Aim
Convert every line of the listing below into a Markdown table with the columns "No." and "Line", numbering the rows and leaving out blank lines.
________
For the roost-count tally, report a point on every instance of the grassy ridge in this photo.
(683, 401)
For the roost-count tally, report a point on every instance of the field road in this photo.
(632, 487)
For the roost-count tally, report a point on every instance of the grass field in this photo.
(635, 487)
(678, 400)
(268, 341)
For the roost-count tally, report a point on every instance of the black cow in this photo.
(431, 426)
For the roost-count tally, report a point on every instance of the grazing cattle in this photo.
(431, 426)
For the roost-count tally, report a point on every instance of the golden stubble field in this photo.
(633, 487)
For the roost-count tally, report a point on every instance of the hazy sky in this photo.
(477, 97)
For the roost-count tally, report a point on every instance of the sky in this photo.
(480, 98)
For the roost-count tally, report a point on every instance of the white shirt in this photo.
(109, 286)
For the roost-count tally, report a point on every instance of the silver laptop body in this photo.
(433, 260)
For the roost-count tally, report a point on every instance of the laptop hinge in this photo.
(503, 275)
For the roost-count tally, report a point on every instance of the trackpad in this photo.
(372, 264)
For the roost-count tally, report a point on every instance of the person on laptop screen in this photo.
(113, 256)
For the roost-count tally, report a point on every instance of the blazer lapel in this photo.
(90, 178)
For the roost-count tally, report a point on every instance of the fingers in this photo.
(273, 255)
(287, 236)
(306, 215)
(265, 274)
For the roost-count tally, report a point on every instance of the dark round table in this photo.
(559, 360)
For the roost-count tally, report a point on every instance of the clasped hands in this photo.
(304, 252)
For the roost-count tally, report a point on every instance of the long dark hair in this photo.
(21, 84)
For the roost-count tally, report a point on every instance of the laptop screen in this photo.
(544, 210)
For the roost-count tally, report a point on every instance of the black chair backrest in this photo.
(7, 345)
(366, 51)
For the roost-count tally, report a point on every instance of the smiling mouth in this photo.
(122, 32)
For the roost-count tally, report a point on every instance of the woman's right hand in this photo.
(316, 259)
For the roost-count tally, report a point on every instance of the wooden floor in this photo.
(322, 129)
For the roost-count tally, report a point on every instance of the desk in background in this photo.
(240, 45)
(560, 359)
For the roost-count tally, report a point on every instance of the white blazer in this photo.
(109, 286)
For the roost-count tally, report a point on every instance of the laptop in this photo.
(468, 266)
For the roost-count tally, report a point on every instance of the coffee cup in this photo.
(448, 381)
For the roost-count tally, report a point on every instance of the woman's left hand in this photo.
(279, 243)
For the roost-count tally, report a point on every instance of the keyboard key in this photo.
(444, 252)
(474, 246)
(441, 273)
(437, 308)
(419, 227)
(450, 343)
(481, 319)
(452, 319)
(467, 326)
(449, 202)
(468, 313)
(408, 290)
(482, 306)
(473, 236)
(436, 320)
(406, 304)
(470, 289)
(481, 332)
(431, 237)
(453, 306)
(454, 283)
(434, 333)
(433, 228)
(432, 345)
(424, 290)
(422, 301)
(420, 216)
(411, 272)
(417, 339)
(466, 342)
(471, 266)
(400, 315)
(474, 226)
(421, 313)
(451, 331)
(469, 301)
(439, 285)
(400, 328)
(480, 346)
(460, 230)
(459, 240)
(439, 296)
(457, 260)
________
Exercise output
| No. | Line |
|---|---|
| 1 | For the roost-count tally, report a point on every instance of the grassy ridge in this photo. |
| 2 | (683, 401) |
| 3 | For the roost-count tally, report a point on every instance of the field road in this photo. |
| 4 | (632, 487) |
| 5 | For the roost-count tally, report a point on every instance of the grass field in this photo. |
| 6 | (635, 487) |
| 7 | (678, 400) |
| 8 | (268, 341) |
| 9 | For the roost-count tally, report a point on every instance of the black cow in this photo. |
| 10 | (431, 426) |
| 11 | For the roost-count tally, report a point on every instance of the grazing cattle in this photo. |
| 12 | (431, 426) |
| 13 | For the roost-count tally, report a point on every instance of the golden stubble field in this photo. |
| 14 | (633, 487) |
| 15 | For the roost-count tally, report a point on every instance of the hazy sky in this photo. |
| 16 | (477, 97) |
| 17 | For the roost-count tally, report a point on every instance of the sky in this photo. |
| 18 | (480, 98) |
| 19 | For the roost-count tally, report a point on every instance of the white shirt in this photo. |
| 20 | (109, 286) |
| 21 | For the roost-count tally, report a point on every instance of the silver laptop body in this photo. |
| 22 | (433, 260) |
| 23 | For the roost-count tally, report a point on every instance of the laptop hinge in this photo. |
| 24 | (503, 275) |
| 25 | For the roost-count tally, report a point on every instance of the trackpad in this photo. |
| 26 | (372, 264) |
| 27 | For the roost-count tally, report a point on every instance of the person on laptop screen in this photo. |
| 28 | (113, 256) |
| 29 | For the roost-count tally, report a point on every instance of the blazer lapel in this photo. |
| 30 | (90, 178) |
| 31 | For the roost-count tally, report a point on every instance of the fingers in this photo. |
| 32 | (273, 255) |
| 33 | (287, 236) |
| 34 | (306, 215) |
| 35 | (265, 274) |
| 36 | For the roost-count tally, report a point on every instance of the dark round table in this photo. |
| 37 | (559, 360) |
| 38 | For the roost-count tally, report a point on every instance of the clasped hands in this photo. |
| 39 | (304, 252) |
| 40 | For the roost-count tally, report a point on every instance of the long dark hair in this photo. |
| 41 | (21, 84) |
| 42 | For the roost-count tally, report a point on every instance of the laptop screen in this photo. |
| 43 | (544, 210) |
| 44 | For the roost-count tally, report a point on every instance of the black chair backrest in this photo. |
| 45 | (7, 345) |
| 46 | (366, 51) |
| 47 | For the roost-count tally, report a point on every instance of the smiling mouth in this photo. |
| 48 | (122, 32) |
| 49 | For the roost-count tally, report a point on every instance of the woman's right hand in this photo. |
| 50 | (316, 259) |
| 51 | For the roost-count tally, report a point on every instance of the wooden floor in this photo. |
| 52 | (322, 129) |
| 53 | For the roost-count tally, report a point on every instance of the desk in background in this photo. |
| 54 | (240, 45) |
| 55 | (560, 359) |
| 56 | For the roost-count tally, report a point on every instance of the white blazer in this photo. |
| 57 | (109, 286) |
| 58 | For the roost-count tally, report a point on every instance of the laptop in this photo. |
| 59 | (468, 266) |
| 60 | For the roost-count tally, report a point on every instance of the coffee cup in this photo. |
| 61 | (448, 381) |
| 62 | For the roost-count tally, report a point on every instance of the woman's left hand in this photo. |
| 63 | (279, 243) |
| 64 | For the roost-count tally, report a point on every instance of the keyboard key in this photo. |
| 65 | (444, 252) |
| 66 | (474, 246) |
| 67 | (441, 273) |
| 68 | (437, 308) |
| 69 | (419, 227) |
| 70 | (450, 343) |
| 71 | (481, 319) |
| 72 | (452, 319) |
| 73 | (467, 326) |
| 74 | (449, 202) |
| 75 | (468, 313) |
| 76 | (408, 290) |
| 77 | (482, 306) |
| 78 | (473, 236) |
| 79 | (436, 320) |
| 80 | (406, 304) |
| 81 | (470, 289) |
| 82 | (481, 332) |
| 83 | (431, 237) |
| 84 | (453, 306) |
| 85 | (454, 283) |
| 86 | (434, 333) |
| 87 | (433, 228) |
| 88 | (432, 345) |
| 89 | (424, 290) |
| 90 | (422, 301) |
| 91 | (420, 216) |
| 92 | (411, 272) |
| 93 | (417, 339) |
| 94 | (466, 342) |
| 95 | (471, 266) |
| 96 | (400, 315) |
| 97 | (474, 226) |
| 98 | (421, 313) |
| 99 | (451, 331) |
| 100 | (469, 301) |
| 101 | (439, 285) |
| 102 | (400, 328) |
| 103 | (480, 346) |
| 104 | (460, 230) |
| 105 | (459, 240) |
| 106 | (439, 296) |
| 107 | (457, 260) |